Dataset entries
┄┄┄┄┄┄

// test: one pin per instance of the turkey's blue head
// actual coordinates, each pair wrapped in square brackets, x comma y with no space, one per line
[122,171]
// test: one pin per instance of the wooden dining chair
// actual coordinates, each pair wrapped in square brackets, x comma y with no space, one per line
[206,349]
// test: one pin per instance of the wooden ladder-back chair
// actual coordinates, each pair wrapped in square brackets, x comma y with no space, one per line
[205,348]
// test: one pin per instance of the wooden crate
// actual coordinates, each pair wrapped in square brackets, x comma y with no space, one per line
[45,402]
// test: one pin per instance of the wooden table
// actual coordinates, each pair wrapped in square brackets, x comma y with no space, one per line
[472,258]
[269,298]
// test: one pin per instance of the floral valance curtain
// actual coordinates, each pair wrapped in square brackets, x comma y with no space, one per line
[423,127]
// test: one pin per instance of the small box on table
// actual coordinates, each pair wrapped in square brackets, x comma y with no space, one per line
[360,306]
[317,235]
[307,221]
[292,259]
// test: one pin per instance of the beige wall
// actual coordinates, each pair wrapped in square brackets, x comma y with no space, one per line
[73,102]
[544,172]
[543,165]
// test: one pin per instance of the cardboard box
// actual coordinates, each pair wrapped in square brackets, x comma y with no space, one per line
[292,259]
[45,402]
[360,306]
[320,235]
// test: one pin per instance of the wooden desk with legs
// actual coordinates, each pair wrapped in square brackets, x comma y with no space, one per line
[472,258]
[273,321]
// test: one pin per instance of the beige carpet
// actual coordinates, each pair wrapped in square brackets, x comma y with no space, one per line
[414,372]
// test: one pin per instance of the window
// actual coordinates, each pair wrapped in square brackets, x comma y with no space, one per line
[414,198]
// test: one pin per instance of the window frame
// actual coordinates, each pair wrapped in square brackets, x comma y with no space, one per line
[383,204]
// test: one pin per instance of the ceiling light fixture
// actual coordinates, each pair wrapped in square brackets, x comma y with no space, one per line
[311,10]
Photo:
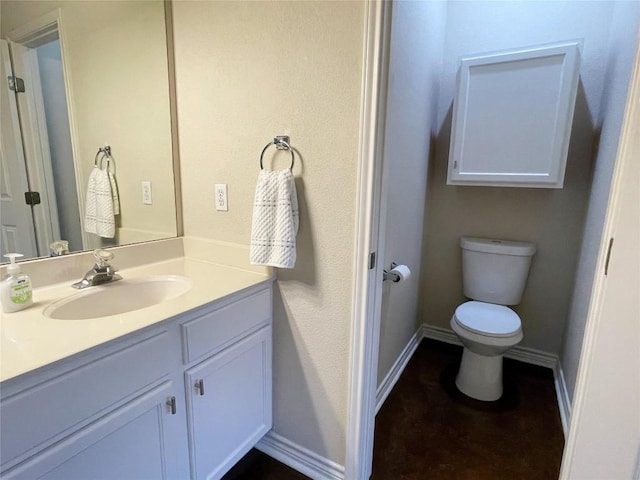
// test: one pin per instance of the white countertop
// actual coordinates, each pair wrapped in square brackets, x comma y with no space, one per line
[31,340]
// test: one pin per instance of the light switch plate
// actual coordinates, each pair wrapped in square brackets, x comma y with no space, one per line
[147,198]
[221,197]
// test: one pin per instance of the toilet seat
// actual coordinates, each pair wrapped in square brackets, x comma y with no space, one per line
[487,319]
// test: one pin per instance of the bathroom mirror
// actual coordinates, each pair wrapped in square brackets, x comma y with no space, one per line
[78,77]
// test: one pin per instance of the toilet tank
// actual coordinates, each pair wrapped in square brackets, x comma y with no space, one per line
[495,271]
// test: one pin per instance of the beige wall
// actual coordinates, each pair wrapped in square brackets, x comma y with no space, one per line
[115,60]
[553,219]
[247,71]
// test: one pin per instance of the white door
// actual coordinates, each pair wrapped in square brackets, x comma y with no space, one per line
[406,153]
[16,217]
[604,436]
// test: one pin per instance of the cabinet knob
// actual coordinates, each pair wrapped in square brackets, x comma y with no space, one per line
[200,386]
[171,403]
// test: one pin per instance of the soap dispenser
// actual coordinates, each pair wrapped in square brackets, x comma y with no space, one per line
[15,290]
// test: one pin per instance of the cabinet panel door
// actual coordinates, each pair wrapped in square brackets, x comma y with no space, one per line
[512,117]
[229,399]
[135,441]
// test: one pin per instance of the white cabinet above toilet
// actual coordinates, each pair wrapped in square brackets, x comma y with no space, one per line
[512,117]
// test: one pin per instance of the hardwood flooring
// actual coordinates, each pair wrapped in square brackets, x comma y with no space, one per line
[428,430]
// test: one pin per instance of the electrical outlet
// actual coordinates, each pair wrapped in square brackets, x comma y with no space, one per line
[221,197]
[147,199]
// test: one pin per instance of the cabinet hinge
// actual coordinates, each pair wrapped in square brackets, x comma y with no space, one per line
[32,198]
[16,84]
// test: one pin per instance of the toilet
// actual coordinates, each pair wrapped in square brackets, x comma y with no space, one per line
[494,274]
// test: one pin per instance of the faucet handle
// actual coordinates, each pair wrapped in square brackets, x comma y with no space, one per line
[103,257]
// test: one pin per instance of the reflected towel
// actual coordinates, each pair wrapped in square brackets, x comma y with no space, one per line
[275,220]
[102,204]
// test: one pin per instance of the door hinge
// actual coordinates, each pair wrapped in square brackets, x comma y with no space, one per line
[32,198]
[16,84]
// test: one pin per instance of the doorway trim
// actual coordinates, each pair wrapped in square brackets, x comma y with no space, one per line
[38,31]
[594,321]
[367,284]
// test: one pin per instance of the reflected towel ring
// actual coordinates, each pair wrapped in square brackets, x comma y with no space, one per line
[281,143]
[106,153]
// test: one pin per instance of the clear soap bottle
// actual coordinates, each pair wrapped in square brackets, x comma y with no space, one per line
[15,290]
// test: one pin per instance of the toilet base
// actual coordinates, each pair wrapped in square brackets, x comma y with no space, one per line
[480,376]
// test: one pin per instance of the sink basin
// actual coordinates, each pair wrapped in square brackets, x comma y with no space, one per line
[118,297]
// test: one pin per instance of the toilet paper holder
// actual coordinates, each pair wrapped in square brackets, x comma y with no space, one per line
[387,275]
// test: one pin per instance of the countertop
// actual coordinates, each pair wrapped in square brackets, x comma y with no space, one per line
[31,340]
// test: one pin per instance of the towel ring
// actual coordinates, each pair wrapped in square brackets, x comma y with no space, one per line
[106,153]
[281,143]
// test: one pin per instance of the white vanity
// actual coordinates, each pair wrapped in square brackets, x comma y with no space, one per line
[181,389]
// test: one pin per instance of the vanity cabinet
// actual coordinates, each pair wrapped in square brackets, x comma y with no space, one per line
[229,393]
[184,398]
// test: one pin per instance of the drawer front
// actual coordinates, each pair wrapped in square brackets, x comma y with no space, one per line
[213,331]
[48,410]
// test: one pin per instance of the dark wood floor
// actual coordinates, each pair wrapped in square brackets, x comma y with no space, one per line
[428,430]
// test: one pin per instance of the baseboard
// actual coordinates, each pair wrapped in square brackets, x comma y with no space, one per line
[389,381]
[564,402]
[300,458]
[522,354]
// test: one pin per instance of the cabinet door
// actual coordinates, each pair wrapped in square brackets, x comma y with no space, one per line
[141,440]
[229,400]
[512,117]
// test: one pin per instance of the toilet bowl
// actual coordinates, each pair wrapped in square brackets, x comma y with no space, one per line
[494,275]
[486,331]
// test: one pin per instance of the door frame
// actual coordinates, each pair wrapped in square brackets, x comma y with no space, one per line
[39,31]
[369,238]
[369,241]
[622,177]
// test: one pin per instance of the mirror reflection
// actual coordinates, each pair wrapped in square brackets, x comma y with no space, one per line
[85,146]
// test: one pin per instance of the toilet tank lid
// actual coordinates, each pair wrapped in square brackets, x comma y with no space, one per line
[493,245]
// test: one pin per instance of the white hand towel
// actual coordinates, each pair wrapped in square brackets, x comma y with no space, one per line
[114,194]
[275,220]
[99,213]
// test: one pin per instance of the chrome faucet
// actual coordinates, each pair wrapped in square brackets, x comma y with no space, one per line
[102,271]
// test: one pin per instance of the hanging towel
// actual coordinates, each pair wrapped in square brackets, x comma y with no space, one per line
[100,205]
[114,194]
[275,220]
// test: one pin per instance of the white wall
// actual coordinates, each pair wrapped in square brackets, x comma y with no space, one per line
[622,48]
[553,219]
[64,175]
[417,39]
[247,71]
[115,57]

┄┄┄┄┄┄

Activity
If an entry holds an image, omit that image and print the remainder exactly as it stands.

Answer to the exercise
// test: one pin per instance of the turkey's blue head
// actual coordinates, each pair wrapped in square brackets, x comma y with no space, one per line
[122,171]
// test: one pin per instance of the wooden dining chair
// actual coordinates, each pair wrapped in square brackets, x comma y with no space, one per line
[206,349]
// test: one pin per instance of the wooden ladder-back chair
// actual coordinates, each pair wrapped in square brackets, x comma y with no space, one per line
[205,348]
// test: one pin per instance of the wooden crate
// actual coordinates, each pair wrapped in square brackets, x comma y with no space, one per line
[45,402]
// test: one pin per instance of the wooden table
// actual coordinates, each pair wrapped in square brackets, x comma y with no space, one per line
[472,258]
[269,298]
// test: one pin per instance of the floral valance curtain
// actual coordinates, each pair wrapped in square brackets, x comma y with no space, one per line
[423,127]
// test: one pin per instance of the small box on table
// actual coordinates, each pair wrapped in square brackets, x comma y with no space, one per line
[360,306]
[317,235]
[307,221]
[292,259]
// test: one pin per instance of the beige wall
// actual coordinates, each pair wrapped in square brackets, x comma y with no space, one per line
[73,102]
[544,172]
[543,165]
// test: one pin per instance of the cardboard box
// actual coordinates, each pair wrapped in square brackets, x comma y with no space, one per line
[292,259]
[45,402]
[360,306]
[320,235]
// test: one pin per instance of the wooden desk with legs
// actual coordinates, each pair wrapped in square brackets, x comma y with no space, one per line
[472,258]
[273,321]
// test: one pin per instance of the beige carpet
// actual coordinates, each pair wrapped in square brackets, x comma y with no space, one per line
[414,372]
// test: one pin per instance of the window
// actual coordinates, each pair wrapped in square brackets, x comma y with no space, one per line
[414,198]
// test: one pin per instance of the window frame
// actual coordinates, each pair wrapped in square brackets, x comma y with no space, one per line
[383,204]
// test: one pin per instance of the ceiling light fixture
// actual coordinates, each pair wrapped in square brackets, x comma y with no space, one per line
[311,10]
Photo:
// test: one pin per instance of the white countertop
// actual coordinates, each pair wrapped in square brackets, x comma y with no space, one per line
[31,340]
// test: one pin per instance of the light switch plate
// actual coordinates, each pair wrapped in square brackets, x comma y with no space, one per line
[147,198]
[221,197]
// test: one pin per instance of the toilet seat
// actual coordinates, each pair wrapped in square brackets, x comma y with no space, one per line
[487,319]
// test: one pin per instance of the bathroom mirror
// actual coordinates, each pair wrapped in square brackets, x comma y with no space, one per line
[78,77]
// test: one pin per instance of the toilet tank
// actual coordinates, each pair wrapped in square brackets, x comma y with no space, one per line
[495,271]
// test: one pin per instance of the beige wall
// actual coordinates, each pair wrapped in square brackets, x comma y with no space, one per line
[115,60]
[553,219]
[247,71]
// test: one pin per instance of the white door
// actual coordinates, each pair wrapped in square brackets, x comma y with no space, one per line
[406,153]
[16,217]
[604,436]
// test: one pin per instance of the cabinet knob
// actual coordinates, each pair wrapped in square brackets, x comma y with no space, one per line
[200,386]
[171,403]
// test: one pin per instance of the soap dispenser
// actual coordinates, each pair wrapped in square brackets, x comma y with no space, one per line
[15,290]
// test: one pin per instance of the cabinet panel door
// actual coordinates, each pair wrapped in square brackets, x comma y with no space, one per line
[512,117]
[229,399]
[135,441]
// test: one pin per instance of the white cabinet above toilet
// actual coordinates, each pair wrapped in square brackets, x comma y with no space, one per line
[512,117]
// test: one pin per instance of the hardwood flooring
// actual coordinates, each pair wrapped in square brackets, x comma y with no space, one per line
[428,430]
// test: one pin per instance of the electrical outlet
// actual coordinates, each pair wrapped in square brackets, x comma y with no space, one per line
[221,197]
[147,199]
// test: one pin per instance of the cabinet hinge
// actual coordinates, each pair wrapped in square brackets, x comma y with no space, one per line
[32,198]
[16,84]
// test: one pin per instance of the toilet
// actual coordinates, each pair wrapped in square brackets, x comma y with no space, one per line
[494,274]
// test: one pin per instance of the faucet handle
// actual coordinates, each pair wrapped in square brackets, x comma y with no space, one per line
[103,257]
// test: one pin per instance of the reflected towel
// actual coordinates, each pair wrapped in square brackets, x comma y with no space, one per line
[275,220]
[102,204]
// test: one pin per instance of the door hinge
// actual coordinates, each pair wrapped in square brackets, x comma y with no space, one per line
[32,198]
[16,84]
// test: one pin per instance of the doorway trim
// actual coordinates, each pair wrapped in square brackets, x comma y with no space, one per line
[38,31]
[594,321]
[367,284]
// test: one pin per instance of the reflected towel ring
// actual coordinates, each pair wrapped in square brackets, x comma y with no space, one per line
[281,143]
[106,153]
// test: one pin per instance of the clear soap bottle
// actual coordinates, each pair wrapped in square brackets, x comma y with no space, one per line
[15,290]
// test: one pin per instance of the toilet base
// actual coordinates, each pair wrapped in square brackets, x comma y with no space, one per line
[480,376]
// test: one pin per instance of the sink basin
// actual coordinates, each pair wrapped in square brackets, x comma y with no space, one per line
[118,297]
// test: one pin per instance of the toilet paper holder
// actual coordinates, each pair wrapped in square brackets, x comma y with no space, one per line
[387,275]
// test: one pin per instance of the countertop
// actual coordinates, each pair wrapped in square brackets, x comma y with no space, one per line
[31,340]
// test: one pin per instance of the towel ring
// actual coordinates, each pair wrapped in square brackets, x comma y with no space, one per line
[106,153]
[281,143]
// test: one pin per instance of the white vanity
// actual coordinates, each pair wrapped in square brackets, x comma y with no space, one per line
[181,389]
// test: one pin per instance of the vanity cabinet
// actual coordinates, each pair wrapped in square brackets, x comma y with no space, one per line
[229,393]
[184,398]
// test: one pin per instance of the drawer front
// actual coordinates, each pair wrapped in square brackets, x comma y with no space, one per line
[213,331]
[48,410]
// test: one pin per instance of the dark wood floor
// actual coordinates, each pair wrapped in square brackets, x comma y with no space, one per line
[428,430]
// test: one pin per instance of the baseboard
// actual coordinates, each pair wrapped in square brackets, x comma y with no space, one per line
[389,381]
[564,402]
[300,458]
[522,354]
// test: one pin per instance of the cabinet door
// actual coordinates, each pair wrapped in square brackets, x comma y with no space, one per line
[141,440]
[229,400]
[512,117]
// test: one pin per instance of the toilet bowl
// actual coordinates, each pair wrapped in square brackets, x comma y with no space, one per line
[494,275]
[486,331]
// test: one pin per instance of the door frame
// actual coordinates, each pair wrapped in square brackets, x comma y with no space, one per line
[39,31]
[369,238]
[369,241]
[622,177]
// test: one pin per instance of the mirror reflection
// actual coordinates, each pair wrapped in square brackets, x comma y with no space, one per line
[85,146]
// test: one pin per instance of the toilet tank lid
// actual coordinates, each pair wrapped in square brackets, x comma y with no space, one per line
[493,245]
// test: one pin per instance of the white hand towel
// actual coordinates, each pair wrapped in square brackets, x comma y with no space, one per line
[114,194]
[275,220]
[99,213]
// test: one pin per instance of the chrome faucet
// actual coordinates, each pair wrapped in square brackets, x comma y with no space, one per line
[102,271]
// test: one pin per instance of the hanging towel
// actual coordinates, each pair wrapped in square brackets, x comma y with no space, one per line
[100,205]
[114,194]
[275,220]
// test: one pin per instance of the white wall
// actual coordinates, each pair wrapped in square brackets, x comma y with no space, one per line
[622,48]
[553,219]
[64,175]
[417,39]
[247,71]
[115,57]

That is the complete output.